*Your goal:*
Reproduce the entries below, from the line containing "like [362, 1079]." through the last entry, with their requests included, and shift every point coordinate in the answers by -88. Leave the requests and their sample coordinates unchanged.

##########

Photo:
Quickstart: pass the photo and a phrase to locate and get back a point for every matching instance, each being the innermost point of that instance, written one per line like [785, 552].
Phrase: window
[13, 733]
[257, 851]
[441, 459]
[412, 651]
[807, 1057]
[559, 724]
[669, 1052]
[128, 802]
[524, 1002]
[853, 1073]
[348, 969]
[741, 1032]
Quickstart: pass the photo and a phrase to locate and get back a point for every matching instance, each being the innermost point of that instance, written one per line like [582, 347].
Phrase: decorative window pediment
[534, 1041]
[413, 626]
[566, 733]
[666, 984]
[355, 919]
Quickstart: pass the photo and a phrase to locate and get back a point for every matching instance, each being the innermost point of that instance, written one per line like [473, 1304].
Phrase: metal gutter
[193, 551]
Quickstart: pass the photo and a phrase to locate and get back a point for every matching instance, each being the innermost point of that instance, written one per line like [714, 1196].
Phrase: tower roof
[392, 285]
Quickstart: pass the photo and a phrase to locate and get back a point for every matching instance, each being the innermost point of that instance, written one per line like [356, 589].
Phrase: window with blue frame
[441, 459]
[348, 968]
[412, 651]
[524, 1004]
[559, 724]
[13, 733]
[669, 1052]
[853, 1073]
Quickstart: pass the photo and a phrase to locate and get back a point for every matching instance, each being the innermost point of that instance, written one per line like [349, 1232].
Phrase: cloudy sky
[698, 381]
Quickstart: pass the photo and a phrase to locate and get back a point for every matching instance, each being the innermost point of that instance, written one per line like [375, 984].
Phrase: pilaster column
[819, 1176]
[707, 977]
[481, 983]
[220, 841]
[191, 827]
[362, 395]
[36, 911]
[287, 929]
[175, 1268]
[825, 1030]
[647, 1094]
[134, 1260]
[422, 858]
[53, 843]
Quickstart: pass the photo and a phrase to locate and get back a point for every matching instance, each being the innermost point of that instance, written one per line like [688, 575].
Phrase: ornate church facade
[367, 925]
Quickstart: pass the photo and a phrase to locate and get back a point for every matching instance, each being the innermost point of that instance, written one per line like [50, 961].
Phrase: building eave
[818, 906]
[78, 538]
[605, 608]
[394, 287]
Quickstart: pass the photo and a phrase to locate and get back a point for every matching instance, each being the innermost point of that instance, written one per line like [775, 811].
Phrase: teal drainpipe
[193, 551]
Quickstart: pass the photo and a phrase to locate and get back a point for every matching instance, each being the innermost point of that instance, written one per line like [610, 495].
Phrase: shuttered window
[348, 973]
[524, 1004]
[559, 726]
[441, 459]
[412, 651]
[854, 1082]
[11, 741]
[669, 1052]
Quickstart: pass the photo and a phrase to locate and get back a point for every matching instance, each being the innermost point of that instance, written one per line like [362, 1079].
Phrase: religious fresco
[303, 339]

##########

*Task result:*
Quickstart: pass the photo and a phrase to locate and get back a point for every matching instance, each being the innermost point of that instance, written one per line like [362, 1079].
Phrase: religious fresco
[215, 251]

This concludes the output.